** WHAT TO DO **
Rewrite the forum thread on treating ammonium hexafluorosilicate with chalk between "We have an analysis" and "g of chalk.", inclusive, changing "delivery" to "batch".

══ TEXT

[Monoceros]

Hello,

I am new to this list and subscribed because I have no clue how to resolve this reaction :

F6 H8 N2 Si  +  Ca (OH2) -> ?

Can anyone help me out ?

Thank you.

[Borek]

I am new to this list

This is not a list, this is forum

I have no clue how to resolve this reaction :

F6 H8 N2 Si  +  Ca (OH2) -> ?

Start deciphering what F₆H₈N₂Si is.

[Monoceros]

Oh ... I'm sorry.

Can you tell me where I would get an answer ? 

I should calculate the amount of chalk needed for the ammonium hexafluorosilicate but I don't understand the reaction ... my chemical lessons unfortunately date back 25 years ago.

[Arkcon]

Well, your given formula doesn't match the name ammonium hexafluorosilicate, so it's a little hard to help.  Perhaps a technical reference for your given field has a table, or fudge-factor calculation, that you can google for by name?  Can you give us some more info, what do you do, what reaction were you expecting, etc.

[Monoceros]

The formula of the product is (NH4)2SiF6.

It is a waste water : water with the product after a cleaning operation.

We want to add chalk to flocculate the F.

[Arkcon]

Well, if the fluorine in the molecule ionizes completely in solution, it will form the insoluble product CaF₂.  This is a common way to remediate fluorine.  Maybe you'd like to try and write a balanced reaction for this, yourself?  And maybe you can figure out how to convert moles to grams, to determine the amount needed?  The more you know about this subject, the more useful you'll be, and better able to handle your next problem.

[Monoceros]

I arrive at this :

(NH4)2SiF6 + 3 Ca(OH)2 -> 3 CaF2 + SiO2 + 2 NH3 + 3 H20

If this is correct, then :
1 mol (NH4)2SiF6 needs 3 mol chalk
1 mol (NH4)2SiF6 means 178,2 g (of which 18,99g is F)

We have an analysis of 8 mg/l F.

So this would mean on a delivery of 30.000 liter : 240 g F which would mean that we have 240/18,99 = 12,6 mol (NH4)2SiF6.

Therefore we need 3 x 12,6 = 37,9 mol of chalk or 37,9 x 74,1 = 2809 g of chalk.

I hope this is the right way to calculate.

════
══ SOURCE EXCERPT

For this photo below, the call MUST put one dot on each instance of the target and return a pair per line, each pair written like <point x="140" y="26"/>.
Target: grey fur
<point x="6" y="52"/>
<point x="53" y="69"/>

════

** CORRECT RESULT **
We have an analysis of 8 mg/l F.

So this would mean on a batch of 30.000 liter : 240 g F which would mean that we have 240/18,99 = 12,6 mol (NH4)2SiF6.

Therefore we need 3 x 12,6 = 37,9 mol of chalk or 37,9 x 74,1 = 2809 g of chalk.